- Input for this task:

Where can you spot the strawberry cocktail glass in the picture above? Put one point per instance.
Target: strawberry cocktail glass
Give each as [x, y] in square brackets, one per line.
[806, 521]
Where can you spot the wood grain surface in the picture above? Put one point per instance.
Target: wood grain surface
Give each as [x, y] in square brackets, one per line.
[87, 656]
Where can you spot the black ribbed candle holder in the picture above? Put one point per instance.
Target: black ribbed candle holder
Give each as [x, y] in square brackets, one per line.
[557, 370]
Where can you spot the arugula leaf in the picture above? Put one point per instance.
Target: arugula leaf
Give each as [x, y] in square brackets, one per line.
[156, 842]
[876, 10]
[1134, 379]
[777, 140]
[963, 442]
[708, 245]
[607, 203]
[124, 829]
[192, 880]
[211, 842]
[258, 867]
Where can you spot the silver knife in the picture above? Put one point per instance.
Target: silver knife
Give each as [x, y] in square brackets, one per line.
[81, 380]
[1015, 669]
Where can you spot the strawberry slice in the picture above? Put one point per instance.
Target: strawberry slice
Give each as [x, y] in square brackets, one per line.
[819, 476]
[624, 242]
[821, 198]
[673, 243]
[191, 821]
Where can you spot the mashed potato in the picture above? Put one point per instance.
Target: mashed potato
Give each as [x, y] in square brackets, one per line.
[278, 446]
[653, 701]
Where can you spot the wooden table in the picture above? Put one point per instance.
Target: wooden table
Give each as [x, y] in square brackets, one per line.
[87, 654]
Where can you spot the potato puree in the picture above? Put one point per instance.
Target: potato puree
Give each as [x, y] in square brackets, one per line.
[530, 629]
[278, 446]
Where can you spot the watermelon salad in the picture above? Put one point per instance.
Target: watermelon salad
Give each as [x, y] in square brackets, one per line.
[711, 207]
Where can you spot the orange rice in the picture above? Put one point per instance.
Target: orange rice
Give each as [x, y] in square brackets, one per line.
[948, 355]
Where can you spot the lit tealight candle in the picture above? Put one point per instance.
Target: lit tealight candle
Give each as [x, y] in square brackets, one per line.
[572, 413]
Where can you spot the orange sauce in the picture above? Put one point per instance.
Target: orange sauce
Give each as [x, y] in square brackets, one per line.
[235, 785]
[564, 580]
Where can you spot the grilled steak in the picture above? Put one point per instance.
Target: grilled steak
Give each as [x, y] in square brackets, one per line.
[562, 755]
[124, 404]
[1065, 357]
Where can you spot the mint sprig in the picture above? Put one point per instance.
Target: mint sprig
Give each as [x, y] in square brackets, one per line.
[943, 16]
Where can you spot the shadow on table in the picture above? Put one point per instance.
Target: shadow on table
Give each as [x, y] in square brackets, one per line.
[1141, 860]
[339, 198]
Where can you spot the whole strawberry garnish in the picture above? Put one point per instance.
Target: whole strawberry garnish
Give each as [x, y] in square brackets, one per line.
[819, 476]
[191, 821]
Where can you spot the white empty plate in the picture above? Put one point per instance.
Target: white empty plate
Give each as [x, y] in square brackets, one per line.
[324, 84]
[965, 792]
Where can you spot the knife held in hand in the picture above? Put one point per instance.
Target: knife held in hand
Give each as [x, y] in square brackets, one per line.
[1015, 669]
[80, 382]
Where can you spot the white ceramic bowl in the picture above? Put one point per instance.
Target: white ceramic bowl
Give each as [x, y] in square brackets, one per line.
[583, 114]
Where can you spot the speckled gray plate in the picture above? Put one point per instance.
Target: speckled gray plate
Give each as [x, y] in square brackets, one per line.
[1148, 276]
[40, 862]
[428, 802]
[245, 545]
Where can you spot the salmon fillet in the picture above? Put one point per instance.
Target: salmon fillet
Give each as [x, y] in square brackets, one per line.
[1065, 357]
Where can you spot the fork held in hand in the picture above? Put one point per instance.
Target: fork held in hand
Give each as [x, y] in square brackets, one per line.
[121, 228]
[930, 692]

- What you are asked to do:
Could you quote all of the items above verbatim, line for line, without changing anything?

- Expected answer:
Where can you spot the strawberry cocktail glass in the picture above? Put one point per instance.
Target: strawberry cocktail glass
Give each as [x, y] in square brackets, one per line.
[806, 521]
Where can you spot the wood grain surface in the picture above? Put one point per instance.
Target: wood grain surface
Give each as [x, y] in square brackets, one per line.
[87, 656]
Where can you spot the black ribbed candle holder in the picture above? Put one point per instance.
Target: black ribbed candle holder
Give each as [x, y] in square brackets, one per line.
[557, 370]
Where can you spot the arugula leaf in the picture above? Put one point per instance.
Target: arugula leaf
Give each as [x, y] in square brackets, one per line.
[156, 842]
[876, 10]
[1134, 379]
[777, 140]
[963, 442]
[708, 245]
[607, 203]
[124, 829]
[192, 880]
[211, 842]
[258, 867]
Where can you spot the silver knife in the picture above? Put one point per instance.
Target: silver knife
Give each as [x, y] in square brackets, one per line.
[81, 380]
[1015, 669]
Where can you spot the strawberry slice in the picture above? Put one point per instance.
Target: strawberry slice
Give each as [x, y] in square brackets, one per line.
[819, 476]
[624, 242]
[821, 198]
[673, 243]
[191, 821]
Where can you spot the mashed potato in the picture above? Put one point per instance.
Target: mashed potato
Give each as [x, y] in square brackets, one per line.
[278, 446]
[653, 701]
Where can you spot the wooden table in the picture above? Put one point per instance.
Target: wooden table
Give each as [x, y] in square brackets, one per line.
[87, 654]
Where can you spot the potato puree in the picture above? Put one point per instance.
Target: potato puree
Give each as [x, y] in square brackets, one per line.
[530, 629]
[278, 446]
Where can you spot the watermelon salad in the picture above? Put one point per instance.
Target: watermelon salad
Give each as [x, y] in square brackets, one per line.
[711, 207]
Where can you spot the orange rice in the picture above? Put one point per instance.
Target: orange rice
Give each as [x, y] in square brackets, one per line.
[948, 355]
Where can you spot the lit tealight candle in the picture above? Put one point per instance.
Target: lit tealight candle
Give each as [x, y] in square brackets, one per line.
[572, 413]
Where can you spot the orange sauce in the picture above? Put one point per instance.
Target: orange sauce
Give each as [x, y] in square brackets, one per line.
[235, 785]
[564, 580]
Where can you spot the grilled steak in the picture above? Put one point per instance.
Target: grilled steak
Give each as [x, y] in square brackets, one per line.
[562, 755]
[124, 404]
[1065, 357]
Where can you spot the mint sprig in the picture above? Put one point per instance.
Target: mint sprig
Give each as [x, y] in square brackets, one per line.
[943, 16]
Where can you spot the shadow on table in the picture above? Put one point per instance.
Target: shadow on table
Give each as [x, y] in square brackets, one per line.
[1141, 860]
[339, 198]
Where can you spot the whole strawberry garnish in the picture above? Put one point per instance.
Target: whole strawberry garnish
Give each as [x, y] in square brackets, one per line.
[819, 476]
[191, 821]
Where can you spot the white empty plate in the picture above? Put one point per instance.
Target: white empty plate
Give each as [x, y] in square brackets, one per line.
[324, 84]
[965, 792]
Where can you spot the knife held in hand in the picture above? Put one point per instance.
Target: knife held in hand
Give each as [x, y] in square brackets, one per line.
[1015, 669]
[80, 382]
Where can you spot the white ceramic bowl in the picture above? Put one point per instance.
Target: white ceramic bowl
Give each as [x, y] in square brackets, one per line.
[583, 114]
Where can you spot the speckled gray plate in the picture above? Put one point per instance.
Target: speckled gray plate
Give each as [x, y] in square brackets, one per line.
[1148, 276]
[40, 862]
[428, 802]
[245, 545]
Where can you spot the salmon fillet in the picture above? Put one point per instance.
Target: salmon fillet
Give each as [x, y] in square brackets, one per line.
[1065, 357]
Where can you spot the fork held in hand in the picture above? Put one point per instance.
Target: fork held in hand
Give each as [x, y] in square brackets, one per line.
[121, 228]
[930, 692]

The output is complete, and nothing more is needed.